For Komen, October is its most important month for fundraising, although Glasscock notes that many cause-related marketing efforts are now year-round, such as its 20-year partnership with Ford ( F). That venture has brought in $20 million in funds over that span. Each year, corporate partnerships help raise $30 million for Komen, Glasscock noted.

"We often hear the criticism that there's too much, but as long as a woman is dying of breast cancer every 60 seconds, there's not enough pink," Glasscock added.

Still, the desire to reap corporate profits from a serious illness has led to a free-for-all, where pink ribbons are slapped on everything from handguns to alcohol, according to Karuna Jaggar, the executive director of Breast Cancer Action, a grassroots activist and watchdog group. Its "Think Before You Pink" campaign, which cites the Reebok example above, urges consumers to take a critical look at this month's flood of pink-ribbon products.

Because there's no tracking system or legal requirements when it comes to cause-related marketing, "anybody can put a pink ribbon on anything," Jaggar said. "We can safely say there are billions raised and spent in the name of breast cancer research." But, she added, there's no way to know how much is delivered to corporate coffers and how much goes to real research.

At the heart of it is a corporation's desire to strengthen the bottom line and foster consumer loyalty, she said. "Companies will sell more of those products if they have a pink ribbon," Jaggar noted. "In the long term, the public associates them with a feel-good cause."

That's something corporations won't dispute. Partnering with Komen has helped Ford over the past two decades by boosting boost its image and its sales, said Tracy Magee, who leads Ford's Warriors in Pink effort with Komen.

(Excerpts from a dataset)

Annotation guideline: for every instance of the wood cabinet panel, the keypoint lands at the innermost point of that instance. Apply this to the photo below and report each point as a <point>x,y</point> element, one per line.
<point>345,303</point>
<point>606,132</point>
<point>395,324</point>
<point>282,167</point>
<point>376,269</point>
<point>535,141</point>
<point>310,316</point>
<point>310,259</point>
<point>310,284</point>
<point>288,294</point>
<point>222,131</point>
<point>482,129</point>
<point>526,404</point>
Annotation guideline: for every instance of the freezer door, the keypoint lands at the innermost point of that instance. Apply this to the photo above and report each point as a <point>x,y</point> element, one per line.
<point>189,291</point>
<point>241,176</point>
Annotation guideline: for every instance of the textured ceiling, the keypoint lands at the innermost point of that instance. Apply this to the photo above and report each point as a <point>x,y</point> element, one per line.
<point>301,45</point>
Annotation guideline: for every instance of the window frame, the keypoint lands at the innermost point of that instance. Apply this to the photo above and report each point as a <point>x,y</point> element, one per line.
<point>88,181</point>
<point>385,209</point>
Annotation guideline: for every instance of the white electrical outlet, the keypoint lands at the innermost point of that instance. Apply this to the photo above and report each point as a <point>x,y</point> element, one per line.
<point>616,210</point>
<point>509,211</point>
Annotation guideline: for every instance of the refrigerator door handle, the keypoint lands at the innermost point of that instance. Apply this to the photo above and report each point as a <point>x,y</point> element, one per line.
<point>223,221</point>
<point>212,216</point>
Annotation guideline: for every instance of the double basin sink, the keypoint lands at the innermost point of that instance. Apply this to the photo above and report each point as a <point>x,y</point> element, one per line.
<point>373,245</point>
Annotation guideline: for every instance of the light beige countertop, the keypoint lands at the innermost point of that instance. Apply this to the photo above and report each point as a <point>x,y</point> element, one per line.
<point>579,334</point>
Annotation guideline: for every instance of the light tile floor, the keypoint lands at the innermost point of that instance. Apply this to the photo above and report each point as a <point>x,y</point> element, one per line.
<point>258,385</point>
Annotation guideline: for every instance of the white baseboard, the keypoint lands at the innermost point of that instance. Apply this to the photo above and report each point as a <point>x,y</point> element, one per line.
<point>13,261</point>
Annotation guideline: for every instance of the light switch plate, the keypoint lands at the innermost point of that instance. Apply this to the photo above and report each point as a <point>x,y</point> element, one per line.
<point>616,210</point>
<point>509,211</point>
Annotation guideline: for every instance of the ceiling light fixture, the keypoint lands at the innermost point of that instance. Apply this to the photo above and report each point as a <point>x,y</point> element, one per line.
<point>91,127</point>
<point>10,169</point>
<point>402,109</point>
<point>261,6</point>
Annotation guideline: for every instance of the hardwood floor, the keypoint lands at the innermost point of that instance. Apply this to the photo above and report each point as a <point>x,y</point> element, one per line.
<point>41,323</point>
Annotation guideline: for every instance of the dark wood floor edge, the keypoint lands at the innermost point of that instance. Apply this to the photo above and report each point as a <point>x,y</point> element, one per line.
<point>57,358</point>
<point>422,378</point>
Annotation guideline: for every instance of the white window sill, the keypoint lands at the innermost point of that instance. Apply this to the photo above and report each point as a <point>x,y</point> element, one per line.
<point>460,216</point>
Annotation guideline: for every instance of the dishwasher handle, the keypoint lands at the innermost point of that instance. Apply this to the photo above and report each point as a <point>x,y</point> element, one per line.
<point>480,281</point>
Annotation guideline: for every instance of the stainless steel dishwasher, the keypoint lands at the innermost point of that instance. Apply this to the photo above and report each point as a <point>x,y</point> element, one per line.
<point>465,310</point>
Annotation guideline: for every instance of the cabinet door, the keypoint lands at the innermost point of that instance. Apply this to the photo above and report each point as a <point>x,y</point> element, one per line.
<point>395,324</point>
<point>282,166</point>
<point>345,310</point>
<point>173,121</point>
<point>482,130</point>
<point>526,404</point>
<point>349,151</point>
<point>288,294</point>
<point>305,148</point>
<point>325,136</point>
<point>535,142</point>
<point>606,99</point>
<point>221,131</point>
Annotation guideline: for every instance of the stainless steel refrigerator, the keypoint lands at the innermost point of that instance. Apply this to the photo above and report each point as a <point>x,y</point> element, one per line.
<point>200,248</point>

• [EXERCISE 1]:
Translate this sentence from the pink-ribbon marketing article into Spanish: "Each year, corporate partnerships help raise $30 million for Komen, Glasscock noted."
• [EXERCISE 2]:
Pick up the pink-ribbon marketing article after its last sentence and write the next part.

• [EXERCISE OUTPUT 1]:
Cada año, las alianzas corporativas ayudan a recaudar 30 millones de dólares para Komen, señaló Glasscock.

• [EXERCISE OUTPUT 2]:
"We have research that shows people have a favorable opinion of Warriors in Pink, and know it's a Ford initiative, and therefore have a more favorable opinion of Ford overall," Magee said.

Getting that boost to a brand's reputation and sales "is the beauty of cause marketing," she added. "We want to do good while still bringing awareness about Ford and our vehicle lines. It's a good balance, and it's very clear that it's not just a marketing ploy."

Making sure consumers understand how a pink-ribbon purchase helps a charity is important, she said, noting that Ford gives 100 percent of net proceeds from its Warriors in Pink apparel and gear to a charity partner of the purchaser's choosing, with those charities including Komen.

While some consumers might be put off by some of the unclear messaging on pink-ribbon products, charity executives say the partnerships overall are essential for funding research into new treatments for breast cancer as well as helping women and men suffering from the disease.

Cause-related partnerships create a year-round stream of funding that otherwise might be hard to achieve, said Christina Rose, the chief partnerships officer at the Breast Cancer Research Foundation, which was founded in 1993 by the late Evelyn Lauder, part of the family who founded cosmetics maker Estée Lauder ( EL).

"If we ask a company for a check, we'll get a one-time check," Rose said. "Cause-marketing programs create a sustainable source of revenue, and that makes a bigger difference."

Aside from the money raised for breast-cancer charities, the pink-ribbon products have also destigmatized the disease, Rose noted. "Our founder, Evelyn Lauder realized in 1993 it wasn't something people were talking about," she said. "It's hard to imagine now, but it was something that was almost taboo."

While that's true, some critics feel the pink ribbon may have gone too far by putting a cheerful brand icon to a serious illness. Others see it as a way for corporations to profit from the suffering of cancer victims and their friends and families.

"Cause marketing works for the bottom line, but it doesn't work for the disease," said Breast Cancer Action's Jaggar. "There's a growing call for growing accountability in fundraising, and to challenge the cheerful pink narrative. Many women feel their disease is exploited and their experiences are diminished and obscured by the pink ribbon."